- _What the exercise asks_:
Reproduce, character for character and with both ends included, the lines of the items below from the line containing "Indicate the protruding" to the line containing "<point>509,927</point>".

--- BEGIN Material to process ---

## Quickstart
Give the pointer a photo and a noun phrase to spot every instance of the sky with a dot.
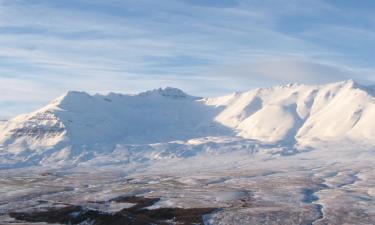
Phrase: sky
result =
(205, 47)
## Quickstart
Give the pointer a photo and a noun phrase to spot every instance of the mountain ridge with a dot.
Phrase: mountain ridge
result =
(289, 115)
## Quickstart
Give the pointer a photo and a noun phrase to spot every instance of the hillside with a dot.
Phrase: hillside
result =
(79, 126)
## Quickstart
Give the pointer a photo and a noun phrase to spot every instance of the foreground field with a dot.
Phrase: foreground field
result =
(238, 187)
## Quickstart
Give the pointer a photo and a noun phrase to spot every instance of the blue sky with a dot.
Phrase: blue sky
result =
(205, 47)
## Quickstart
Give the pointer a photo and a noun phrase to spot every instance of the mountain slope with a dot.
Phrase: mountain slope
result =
(78, 125)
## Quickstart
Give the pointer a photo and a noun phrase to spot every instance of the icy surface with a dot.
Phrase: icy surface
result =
(291, 154)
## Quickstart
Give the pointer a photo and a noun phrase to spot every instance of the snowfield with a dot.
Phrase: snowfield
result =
(292, 154)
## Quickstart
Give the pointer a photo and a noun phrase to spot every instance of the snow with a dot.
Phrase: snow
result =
(77, 127)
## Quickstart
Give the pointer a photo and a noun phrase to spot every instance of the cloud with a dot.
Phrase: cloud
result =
(205, 47)
(289, 70)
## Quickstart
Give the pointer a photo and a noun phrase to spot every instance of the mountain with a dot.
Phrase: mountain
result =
(290, 115)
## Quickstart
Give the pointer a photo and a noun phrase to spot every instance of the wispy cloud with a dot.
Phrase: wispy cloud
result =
(206, 47)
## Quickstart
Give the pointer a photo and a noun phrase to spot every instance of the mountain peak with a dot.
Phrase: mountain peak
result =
(168, 92)
(71, 97)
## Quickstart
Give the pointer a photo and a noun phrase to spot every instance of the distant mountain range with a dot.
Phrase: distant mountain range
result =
(290, 115)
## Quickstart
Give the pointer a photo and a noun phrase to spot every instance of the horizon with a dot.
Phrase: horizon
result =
(206, 48)
(2, 119)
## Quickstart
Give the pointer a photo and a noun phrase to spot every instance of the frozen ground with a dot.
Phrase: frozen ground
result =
(254, 185)
(291, 154)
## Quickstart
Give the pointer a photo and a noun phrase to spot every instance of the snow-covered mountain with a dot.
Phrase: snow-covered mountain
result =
(290, 115)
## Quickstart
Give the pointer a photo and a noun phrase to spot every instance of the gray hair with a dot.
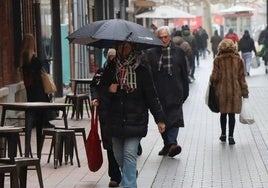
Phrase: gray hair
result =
(164, 27)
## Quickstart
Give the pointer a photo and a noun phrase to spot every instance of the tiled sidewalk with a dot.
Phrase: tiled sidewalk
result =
(204, 161)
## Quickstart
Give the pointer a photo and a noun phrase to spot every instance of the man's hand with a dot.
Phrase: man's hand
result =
(94, 102)
(113, 88)
(161, 127)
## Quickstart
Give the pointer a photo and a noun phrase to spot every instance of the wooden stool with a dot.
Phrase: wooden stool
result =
(78, 102)
(60, 138)
(12, 169)
(22, 167)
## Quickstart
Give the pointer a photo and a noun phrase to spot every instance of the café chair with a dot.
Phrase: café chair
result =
(78, 101)
(62, 139)
(12, 170)
(23, 164)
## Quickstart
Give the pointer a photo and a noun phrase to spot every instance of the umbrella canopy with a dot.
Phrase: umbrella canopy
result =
(105, 34)
(165, 12)
(236, 9)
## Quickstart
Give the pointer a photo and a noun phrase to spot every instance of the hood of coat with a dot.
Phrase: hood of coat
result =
(227, 45)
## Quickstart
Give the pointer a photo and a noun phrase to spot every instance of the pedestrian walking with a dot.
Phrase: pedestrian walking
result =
(204, 37)
(184, 45)
(31, 67)
(199, 45)
(187, 36)
(263, 40)
(215, 41)
(228, 77)
(128, 94)
(246, 45)
(169, 72)
(98, 99)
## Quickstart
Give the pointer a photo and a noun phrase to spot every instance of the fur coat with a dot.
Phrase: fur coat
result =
(228, 76)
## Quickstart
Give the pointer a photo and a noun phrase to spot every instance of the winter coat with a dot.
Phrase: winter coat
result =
(127, 114)
(173, 89)
(228, 76)
(246, 44)
(33, 82)
(95, 91)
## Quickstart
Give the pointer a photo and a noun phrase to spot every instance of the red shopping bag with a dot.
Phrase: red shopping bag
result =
(93, 144)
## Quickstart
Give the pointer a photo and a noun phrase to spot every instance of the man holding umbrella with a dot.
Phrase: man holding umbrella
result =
(169, 72)
(127, 87)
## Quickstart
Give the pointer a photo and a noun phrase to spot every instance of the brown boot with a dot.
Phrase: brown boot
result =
(174, 150)
(164, 151)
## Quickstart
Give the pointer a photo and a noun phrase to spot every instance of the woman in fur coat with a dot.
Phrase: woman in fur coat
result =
(228, 77)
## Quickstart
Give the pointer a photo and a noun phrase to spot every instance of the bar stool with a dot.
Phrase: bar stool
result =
(12, 170)
(22, 165)
(79, 131)
(78, 101)
(60, 138)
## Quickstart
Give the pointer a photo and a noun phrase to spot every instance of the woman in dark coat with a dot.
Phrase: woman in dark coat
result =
(228, 76)
(31, 69)
(96, 96)
(128, 93)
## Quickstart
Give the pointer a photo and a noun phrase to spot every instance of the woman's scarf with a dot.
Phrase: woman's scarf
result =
(165, 61)
(125, 71)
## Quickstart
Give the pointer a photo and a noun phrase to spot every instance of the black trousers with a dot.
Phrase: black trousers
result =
(113, 167)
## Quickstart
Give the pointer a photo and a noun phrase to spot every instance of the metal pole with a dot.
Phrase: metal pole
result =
(57, 54)
(266, 13)
(38, 28)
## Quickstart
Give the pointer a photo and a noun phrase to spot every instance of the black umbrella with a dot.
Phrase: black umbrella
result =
(105, 33)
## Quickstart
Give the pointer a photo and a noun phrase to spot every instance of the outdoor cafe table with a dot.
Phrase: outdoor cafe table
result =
(31, 106)
(10, 133)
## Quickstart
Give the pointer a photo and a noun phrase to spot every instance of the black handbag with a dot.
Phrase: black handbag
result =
(212, 99)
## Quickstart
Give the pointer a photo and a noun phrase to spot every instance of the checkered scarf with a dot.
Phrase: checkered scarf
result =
(164, 61)
(125, 71)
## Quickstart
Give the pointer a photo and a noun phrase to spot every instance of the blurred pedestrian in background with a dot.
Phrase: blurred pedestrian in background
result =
(228, 77)
(263, 40)
(246, 45)
(187, 36)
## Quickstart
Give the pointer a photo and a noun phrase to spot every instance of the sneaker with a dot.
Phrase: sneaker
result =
(113, 183)
(164, 151)
(231, 141)
(174, 150)
(223, 138)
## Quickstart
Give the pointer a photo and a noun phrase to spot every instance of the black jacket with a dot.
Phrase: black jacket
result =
(172, 90)
(127, 113)
(33, 82)
(246, 44)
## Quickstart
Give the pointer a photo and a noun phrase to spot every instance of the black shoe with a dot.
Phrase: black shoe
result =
(223, 138)
(164, 151)
(174, 150)
(139, 150)
(49, 125)
(231, 141)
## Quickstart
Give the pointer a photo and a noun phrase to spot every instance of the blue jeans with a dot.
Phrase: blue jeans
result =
(247, 57)
(125, 152)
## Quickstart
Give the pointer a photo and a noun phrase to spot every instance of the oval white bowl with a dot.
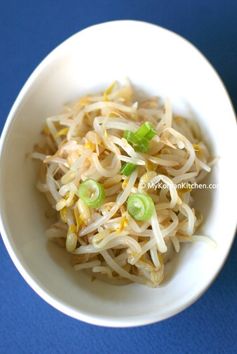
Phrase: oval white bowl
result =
(160, 63)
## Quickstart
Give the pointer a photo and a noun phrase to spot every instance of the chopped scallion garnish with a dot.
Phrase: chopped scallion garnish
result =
(92, 193)
(140, 206)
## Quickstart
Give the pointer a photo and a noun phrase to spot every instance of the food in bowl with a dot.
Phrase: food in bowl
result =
(120, 173)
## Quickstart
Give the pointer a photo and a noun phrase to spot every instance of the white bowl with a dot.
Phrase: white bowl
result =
(160, 63)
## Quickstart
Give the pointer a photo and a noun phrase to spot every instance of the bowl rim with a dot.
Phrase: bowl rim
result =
(131, 321)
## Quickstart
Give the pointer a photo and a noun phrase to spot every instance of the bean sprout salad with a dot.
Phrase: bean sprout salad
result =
(109, 167)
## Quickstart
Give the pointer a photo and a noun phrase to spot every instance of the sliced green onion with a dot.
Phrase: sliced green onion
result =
(92, 193)
(131, 137)
(145, 131)
(140, 206)
(143, 146)
(127, 169)
(140, 139)
(140, 145)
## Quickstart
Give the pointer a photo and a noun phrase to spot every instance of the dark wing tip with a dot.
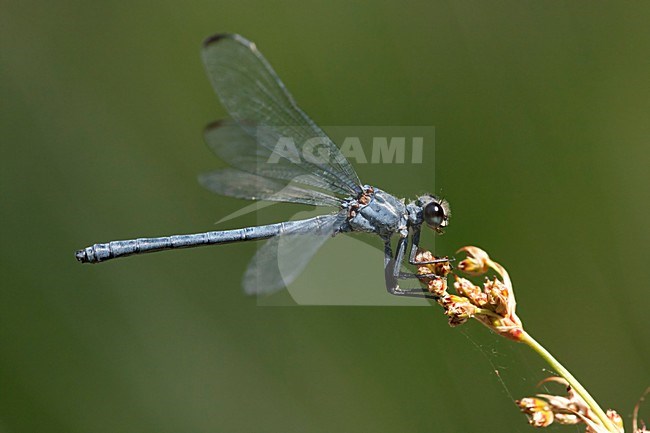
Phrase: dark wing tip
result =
(215, 39)
(217, 124)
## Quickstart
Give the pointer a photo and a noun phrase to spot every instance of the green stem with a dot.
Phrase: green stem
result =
(582, 392)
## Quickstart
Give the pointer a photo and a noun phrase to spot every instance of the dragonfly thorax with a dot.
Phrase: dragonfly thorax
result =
(376, 211)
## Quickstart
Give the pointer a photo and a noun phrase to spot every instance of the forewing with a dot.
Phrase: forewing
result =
(235, 183)
(241, 150)
(259, 102)
(283, 258)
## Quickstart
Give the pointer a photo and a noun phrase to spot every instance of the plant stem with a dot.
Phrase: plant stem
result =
(582, 392)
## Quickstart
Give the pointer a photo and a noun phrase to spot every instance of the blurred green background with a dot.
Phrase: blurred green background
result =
(541, 112)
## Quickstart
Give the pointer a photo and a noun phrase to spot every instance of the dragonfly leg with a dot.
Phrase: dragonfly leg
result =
(415, 246)
(392, 272)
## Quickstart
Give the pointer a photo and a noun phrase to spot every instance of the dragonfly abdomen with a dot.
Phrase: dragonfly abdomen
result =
(111, 250)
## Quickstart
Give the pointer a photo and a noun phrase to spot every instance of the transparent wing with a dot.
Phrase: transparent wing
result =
(282, 258)
(235, 183)
(241, 150)
(259, 102)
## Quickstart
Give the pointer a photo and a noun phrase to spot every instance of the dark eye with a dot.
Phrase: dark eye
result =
(434, 215)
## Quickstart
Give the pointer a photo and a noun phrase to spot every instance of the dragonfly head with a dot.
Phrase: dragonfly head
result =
(435, 212)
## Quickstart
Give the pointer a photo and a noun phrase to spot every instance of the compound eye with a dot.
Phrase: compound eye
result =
(434, 215)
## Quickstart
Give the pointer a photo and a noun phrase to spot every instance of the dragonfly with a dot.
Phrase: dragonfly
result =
(268, 143)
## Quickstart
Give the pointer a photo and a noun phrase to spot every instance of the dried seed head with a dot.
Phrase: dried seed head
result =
(544, 409)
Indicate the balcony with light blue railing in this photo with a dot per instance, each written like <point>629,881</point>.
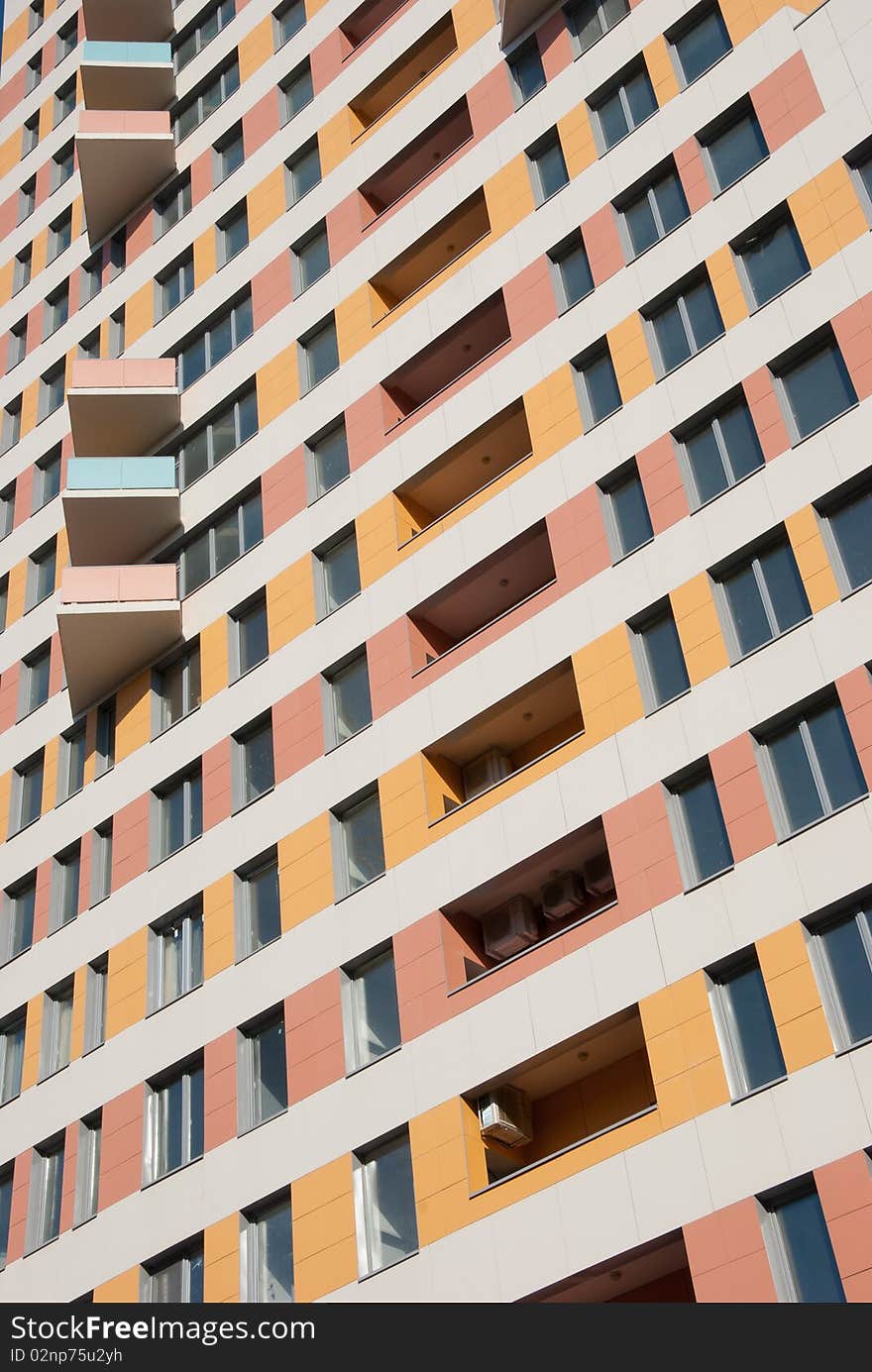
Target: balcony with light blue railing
<point>128,75</point>
<point>117,509</point>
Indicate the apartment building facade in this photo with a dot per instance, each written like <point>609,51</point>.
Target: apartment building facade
<point>436,697</point>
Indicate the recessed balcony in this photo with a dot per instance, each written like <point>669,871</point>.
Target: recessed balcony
<point>128,21</point>
<point>445,361</point>
<point>123,406</point>
<point>511,736</point>
<point>487,593</point>
<point>442,245</point>
<point>124,156</point>
<point>118,508</point>
<point>113,620</point>
<point>463,471</point>
<point>128,75</point>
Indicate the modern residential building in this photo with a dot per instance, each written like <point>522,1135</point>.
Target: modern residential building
<point>436,711</point>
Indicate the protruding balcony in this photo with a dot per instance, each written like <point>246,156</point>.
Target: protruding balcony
<point>118,508</point>
<point>128,21</point>
<point>128,75</point>
<point>113,620</point>
<point>123,406</point>
<point>124,156</point>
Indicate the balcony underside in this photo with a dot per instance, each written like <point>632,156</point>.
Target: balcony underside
<point>118,170</point>
<point>128,21</point>
<point>103,644</point>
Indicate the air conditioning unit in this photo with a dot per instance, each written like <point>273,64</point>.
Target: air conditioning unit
<point>504,1114</point>
<point>598,876</point>
<point>485,772</point>
<point>563,895</point>
<point>509,927</point>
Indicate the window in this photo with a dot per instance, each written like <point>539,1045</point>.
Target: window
<point>11,1055</point>
<point>67,40</point>
<point>684,324</point>
<point>62,167</point>
<point>622,107</point>
<point>232,234</point>
<point>219,545</point>
<point>337,574</point>
<point>287,21</point>
<point>384,1204</point>
<point>105,742</point>
<point>647,214</point>
<point>178,813</point>
<point>263,1072</point>
<point>45,1196</point>
<point>102,863</point>
<point>66,869</point>
<point>31,135</point>
<point>348,704</point>
<point>209,348</point>
<point>761,595</point>
<point>800,1247</point>
<point>228,154</point>
<point>18,345</point>
<point>718,452</point>
<point>253,763</point>
<point>257,904</point>
<point>359,850</point>
<point>547,167</point>
<point>771,259</point>
<point>327,460</point>
<point>33,690</point>
<point>570,270</point>
<point>21,271</point>
<point>270,1253</point>
<point>206,446</point>
<point>310,260</point>
<point>732,147</point>
<point>27,200</point>
<point>744,1025</point>
<point>811,767</point>
<point>96,979</point>
<point>51,391</point>
<point>625,508</point>
<point>698,826</point>
<point>176,957</point>
<point>597,384</point>
<point>250,638</point>
<point>18,909</point>
<point>319,355</point>
<point>71,763</point>
<point>171,205</point>
<point>11,424</point>
<point>174,1119</point>
<point>815,387</point>
<point>370,1011</point>
<point>526,71</point>
<point>846,528</point>
<point>207,25</point>
<point>174,1280</point>
<point>303,171</point>
<point>842,954</point>
<point>207,98</point>
<point>590,20</point>
<point>297,92</point>
<point>698,43</point>
<point>56,1029</point>
<point>659,660</point>
<point>88,1168</point>
<point>27,792</point>
<point>173,285</point>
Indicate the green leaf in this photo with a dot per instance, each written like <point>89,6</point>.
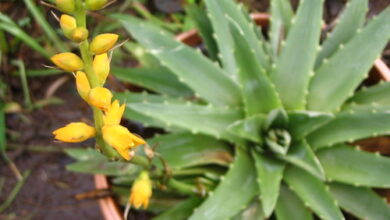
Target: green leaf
<point>335,80</point>
<point>300,154</point>
<point>377,94</point>
<point>258,92</point>
<point>254,38</point>
<point>195,118</point>
<point>345,164</point>
<point>95,163</point>
<point>350,126</point>
<point>203,24</point>
<point>350,21</point>
<point>47,28</point>
<point>361,202</point>
<point>290,207</point>
<point>2,127</point>
<point>158,79</point>
<point>301,123</point>
<point>180,211</point>
<point>281,16</point>
<point>233,193</point>
<point>222,36</point>
<point>199,73</point>
<point>185,149</point>
<point>249,128</point>
<point>295,63</point>
<point>313,192</point>
<point>253,211</point>
<point>269,176</point>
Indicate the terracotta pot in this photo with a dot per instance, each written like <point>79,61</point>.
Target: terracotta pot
<point>110,208</point>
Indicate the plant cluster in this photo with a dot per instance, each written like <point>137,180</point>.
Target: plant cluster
<point>289,103</point>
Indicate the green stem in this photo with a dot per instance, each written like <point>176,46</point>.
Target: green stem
<point>87,57</point>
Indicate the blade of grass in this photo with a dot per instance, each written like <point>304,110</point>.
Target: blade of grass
<point>23,79</point>
<point>11,197</point>
<point>7,25</point>
<point>51,34</point>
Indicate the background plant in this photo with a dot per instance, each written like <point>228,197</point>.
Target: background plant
<point>287,105</point>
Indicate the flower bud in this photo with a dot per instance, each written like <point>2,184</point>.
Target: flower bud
<point>121,139</point>
<point>74,132</point>
<point>114,114</point>
<point>101,67</point>
<point>82,85</point>
<point>68,24</point>
<point>66,6</point>
<point>141,191</point>
<point>103,43</point>
<point>94,5</point>
<point>79,34</point>
<point>100,97</point>
<point>68,61</point>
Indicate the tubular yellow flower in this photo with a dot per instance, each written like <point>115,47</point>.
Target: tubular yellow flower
<point>141,191</point>
<point>79,34</point>
<point>68,61</point>
<point>74,132</point>
<point>82,85</point>
<point>121,139</point>
<point>101,67</point>
<point>68,24</point>
<point>103,43</point>
<point>94,5</point>
<point>100,97</point>
<point>66,6</point>
<point>114,114</point>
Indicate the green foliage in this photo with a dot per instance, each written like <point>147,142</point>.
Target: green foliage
<point>286,104</point>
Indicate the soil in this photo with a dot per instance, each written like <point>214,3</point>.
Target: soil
<point>50,190</point>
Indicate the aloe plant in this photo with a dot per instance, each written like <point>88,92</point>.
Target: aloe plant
<point>287,104</point>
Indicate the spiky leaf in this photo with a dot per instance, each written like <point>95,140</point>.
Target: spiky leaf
<point>181,150</point>
<point>158,79</point>
<point>269,175</point>
<point>335,80</point>
<point>258,92</point>
<point>239,183</point>
<point>360,201</point>
<point>349,127</point>
<point>345,164</point>
<point>180,211</point>
<point>313,192</point>
<point>199,73</point>
<point>300,154</point>
<point>196,118</point>
<point>290,207</point>
<point>296,61</point>
<point>350,21</point>
<point>301,123</point>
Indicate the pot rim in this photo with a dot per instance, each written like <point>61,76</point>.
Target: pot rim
<point>109,208</point>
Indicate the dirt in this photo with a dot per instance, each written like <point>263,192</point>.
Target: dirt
<point>50,190</point>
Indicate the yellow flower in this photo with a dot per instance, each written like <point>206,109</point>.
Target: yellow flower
<point>68,61</point>
<point>94,5</point>
<point>66,6</point>
<point>114,114</point>
<point>141,191</point>
<point>100,97</point>
<point>103,43</point>
<point>68,24</point>
<point>74,132</point>
<point>101,67</point>
<point>121,139</point>
<point>82,85</point>
<point>79,34</point>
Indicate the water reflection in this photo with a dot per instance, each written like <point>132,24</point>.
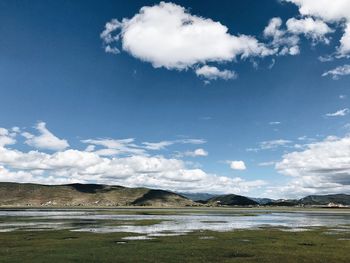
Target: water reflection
<point>104,221</point>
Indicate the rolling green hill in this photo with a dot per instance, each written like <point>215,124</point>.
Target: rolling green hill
<point>326,199</point>
<point>231,200</point>
<point>17,194</point>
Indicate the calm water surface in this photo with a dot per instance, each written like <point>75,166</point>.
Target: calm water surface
<point>152,223</point>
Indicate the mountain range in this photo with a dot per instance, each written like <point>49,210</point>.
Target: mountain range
<point>91,195</point>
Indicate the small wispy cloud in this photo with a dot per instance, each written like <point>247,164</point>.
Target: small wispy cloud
<point>338,113</point>
<point>237,165</point>
<point>338,72</point>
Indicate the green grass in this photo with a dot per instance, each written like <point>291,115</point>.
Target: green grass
<point>268,245</point>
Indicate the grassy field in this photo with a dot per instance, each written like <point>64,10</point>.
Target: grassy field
<point>267,245</point>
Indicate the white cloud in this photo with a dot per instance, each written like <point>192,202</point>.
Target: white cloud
<point>338,72</point>
<point>157,145</point>
<point>213,73</point>
<point>6,138</point>
<point>196,153</point>
<point>329,11</point>
<point>127,168</point>
<point>237,165</point>
<point>338,113</point>
<point>115,147</point>
<point>167,35</point>
<point>314,29</point>
<point>267,163</point>
<point>322,168</point>
<point>109,37</point>
<point>265,145</point>
<point>283,43</point>
<point>45,139</point>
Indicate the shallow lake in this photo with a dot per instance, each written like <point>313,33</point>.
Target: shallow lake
<point>151,223</point>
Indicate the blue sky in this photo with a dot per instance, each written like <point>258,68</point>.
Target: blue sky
<point>230,104</point>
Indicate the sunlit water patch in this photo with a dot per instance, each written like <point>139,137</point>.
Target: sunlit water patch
<point>103,221</point>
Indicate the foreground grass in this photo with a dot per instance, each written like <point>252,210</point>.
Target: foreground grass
<point>267,245</point>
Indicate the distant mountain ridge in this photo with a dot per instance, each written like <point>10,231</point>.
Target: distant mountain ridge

--- END Material to process ---

- _Final result_:
Indicate the protruding balcony in this photo with a dot per instance, each written like <point>246,156</point>.
Target: protruding balcony
<point>118,508</point>
<point>128,21</point>
<point>128,75</point>
<point>113,620</point>
<point>123,406</point>
<point>124,156</point>
Indicate the balcony underside in this photo with a dot per instance, each written like <point>632,156</point>.
Target: balcony underside
<point>118,170</point>
<point>128,21</point>
<point>103,644</point>
Indicate the air conditioning unit in this photo with a dot per instance, each written like <point>273,64</point>.
Target: air conditioning unit
<point>504,1114</point>
<point>598,876</point>
<point>485,772</point>
<point>563,895</point>
<point>509,927</point>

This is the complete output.